## Recorded data

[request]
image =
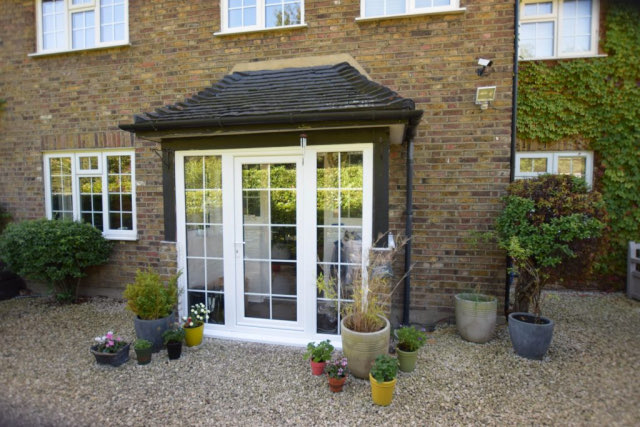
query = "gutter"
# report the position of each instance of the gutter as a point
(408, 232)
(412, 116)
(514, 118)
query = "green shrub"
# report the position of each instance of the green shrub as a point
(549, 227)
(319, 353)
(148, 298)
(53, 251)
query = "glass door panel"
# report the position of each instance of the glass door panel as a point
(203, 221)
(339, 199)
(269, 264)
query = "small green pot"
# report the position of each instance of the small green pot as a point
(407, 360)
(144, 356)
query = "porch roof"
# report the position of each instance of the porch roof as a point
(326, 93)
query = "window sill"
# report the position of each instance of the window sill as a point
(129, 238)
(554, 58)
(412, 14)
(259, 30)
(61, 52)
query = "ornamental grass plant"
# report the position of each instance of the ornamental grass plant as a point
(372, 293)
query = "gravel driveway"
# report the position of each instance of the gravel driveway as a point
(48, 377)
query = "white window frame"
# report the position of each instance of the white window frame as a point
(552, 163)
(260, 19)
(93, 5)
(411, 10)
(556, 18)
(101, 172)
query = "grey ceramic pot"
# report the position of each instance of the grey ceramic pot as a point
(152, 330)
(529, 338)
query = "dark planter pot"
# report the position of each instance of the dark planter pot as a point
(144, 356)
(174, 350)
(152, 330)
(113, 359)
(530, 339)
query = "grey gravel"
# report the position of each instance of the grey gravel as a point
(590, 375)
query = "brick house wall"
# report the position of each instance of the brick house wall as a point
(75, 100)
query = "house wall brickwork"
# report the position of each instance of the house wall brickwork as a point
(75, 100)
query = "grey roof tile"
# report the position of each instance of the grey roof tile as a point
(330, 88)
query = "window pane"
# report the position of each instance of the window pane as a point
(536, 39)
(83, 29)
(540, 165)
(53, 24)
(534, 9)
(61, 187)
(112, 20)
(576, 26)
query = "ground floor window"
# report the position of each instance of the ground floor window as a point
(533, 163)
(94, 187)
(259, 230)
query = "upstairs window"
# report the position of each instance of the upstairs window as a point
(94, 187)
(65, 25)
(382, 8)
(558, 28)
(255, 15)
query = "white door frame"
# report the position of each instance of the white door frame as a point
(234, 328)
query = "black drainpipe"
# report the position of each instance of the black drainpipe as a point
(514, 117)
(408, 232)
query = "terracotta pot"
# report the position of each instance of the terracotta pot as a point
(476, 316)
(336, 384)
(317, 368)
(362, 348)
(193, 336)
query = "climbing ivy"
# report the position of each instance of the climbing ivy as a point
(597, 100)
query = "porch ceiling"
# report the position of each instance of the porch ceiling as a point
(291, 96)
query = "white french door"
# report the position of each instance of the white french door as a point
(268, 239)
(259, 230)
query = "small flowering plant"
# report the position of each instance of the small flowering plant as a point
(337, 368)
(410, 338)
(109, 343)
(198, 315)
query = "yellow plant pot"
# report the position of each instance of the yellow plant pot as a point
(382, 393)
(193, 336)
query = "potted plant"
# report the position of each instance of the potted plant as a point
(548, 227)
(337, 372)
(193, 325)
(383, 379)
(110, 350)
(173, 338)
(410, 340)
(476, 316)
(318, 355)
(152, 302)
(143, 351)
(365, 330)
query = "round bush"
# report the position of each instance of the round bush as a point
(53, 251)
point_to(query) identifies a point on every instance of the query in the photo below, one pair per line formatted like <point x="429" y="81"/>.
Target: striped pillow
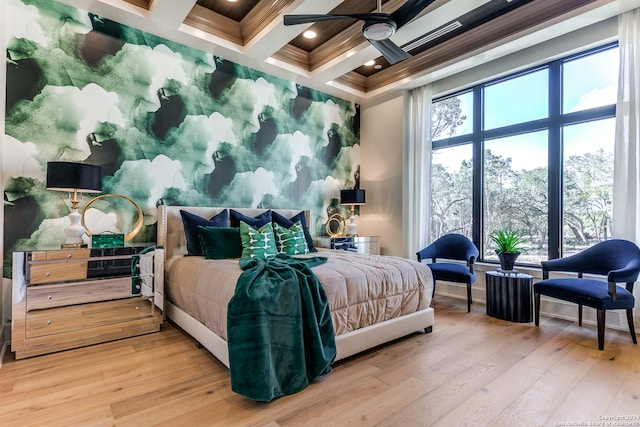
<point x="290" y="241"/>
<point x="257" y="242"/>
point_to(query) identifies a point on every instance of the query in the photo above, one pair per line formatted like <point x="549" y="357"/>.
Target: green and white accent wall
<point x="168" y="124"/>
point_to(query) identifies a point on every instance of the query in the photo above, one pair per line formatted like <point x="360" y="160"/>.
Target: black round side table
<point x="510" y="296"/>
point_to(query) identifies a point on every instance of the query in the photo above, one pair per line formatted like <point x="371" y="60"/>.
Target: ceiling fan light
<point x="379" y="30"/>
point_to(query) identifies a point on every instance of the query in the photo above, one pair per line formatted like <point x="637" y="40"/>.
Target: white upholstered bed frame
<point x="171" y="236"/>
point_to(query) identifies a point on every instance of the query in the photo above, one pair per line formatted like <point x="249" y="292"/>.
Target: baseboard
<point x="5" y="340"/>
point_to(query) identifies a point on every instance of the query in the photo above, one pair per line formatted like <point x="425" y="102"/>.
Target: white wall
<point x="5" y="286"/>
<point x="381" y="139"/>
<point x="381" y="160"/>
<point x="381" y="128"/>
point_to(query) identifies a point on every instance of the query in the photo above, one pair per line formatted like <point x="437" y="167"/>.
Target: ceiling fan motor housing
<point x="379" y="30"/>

==

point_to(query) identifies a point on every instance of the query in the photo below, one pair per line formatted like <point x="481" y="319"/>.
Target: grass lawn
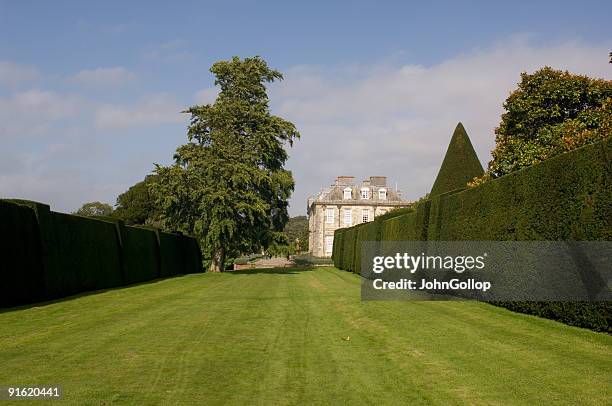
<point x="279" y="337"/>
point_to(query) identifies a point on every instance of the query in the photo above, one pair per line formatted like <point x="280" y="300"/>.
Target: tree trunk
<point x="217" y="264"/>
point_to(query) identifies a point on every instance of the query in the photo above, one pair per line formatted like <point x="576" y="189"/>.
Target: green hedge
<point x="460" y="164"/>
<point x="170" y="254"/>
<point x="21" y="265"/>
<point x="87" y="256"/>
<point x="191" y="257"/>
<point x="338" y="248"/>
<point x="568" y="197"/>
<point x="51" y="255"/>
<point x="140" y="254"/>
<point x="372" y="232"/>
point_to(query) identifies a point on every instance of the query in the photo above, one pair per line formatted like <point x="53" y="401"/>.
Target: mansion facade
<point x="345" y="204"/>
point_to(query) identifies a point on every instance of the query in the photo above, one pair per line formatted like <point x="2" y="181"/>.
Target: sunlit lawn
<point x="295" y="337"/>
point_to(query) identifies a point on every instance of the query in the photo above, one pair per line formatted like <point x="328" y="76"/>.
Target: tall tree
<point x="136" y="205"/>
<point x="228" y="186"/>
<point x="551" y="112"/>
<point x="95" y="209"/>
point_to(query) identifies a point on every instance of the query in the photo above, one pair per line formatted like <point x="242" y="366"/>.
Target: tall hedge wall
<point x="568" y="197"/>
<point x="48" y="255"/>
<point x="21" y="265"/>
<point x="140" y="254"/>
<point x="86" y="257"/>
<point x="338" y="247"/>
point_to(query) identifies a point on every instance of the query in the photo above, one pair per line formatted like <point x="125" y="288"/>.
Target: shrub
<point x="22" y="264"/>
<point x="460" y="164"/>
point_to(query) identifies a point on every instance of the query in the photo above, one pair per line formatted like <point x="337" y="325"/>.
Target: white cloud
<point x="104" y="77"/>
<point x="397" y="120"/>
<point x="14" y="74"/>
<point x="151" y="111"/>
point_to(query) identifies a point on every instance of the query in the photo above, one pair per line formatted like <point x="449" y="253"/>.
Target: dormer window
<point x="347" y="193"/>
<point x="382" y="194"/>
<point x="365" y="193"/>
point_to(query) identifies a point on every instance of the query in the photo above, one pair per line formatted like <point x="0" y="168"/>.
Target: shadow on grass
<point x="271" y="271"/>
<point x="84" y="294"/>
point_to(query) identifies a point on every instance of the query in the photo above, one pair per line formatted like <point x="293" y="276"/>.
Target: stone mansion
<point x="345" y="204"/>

## Prompt
Match on "below" and report each line of the data above that has it.

## Output for this task
point_to(query) identifies a point on every instance of the query in the photo below, one pair per line formatted like <point x="429" y="81"/>.
point_to(query) identifies a point on every instance of the query in the photo below, one pair per line formatted like <point x="481" y="319"/>.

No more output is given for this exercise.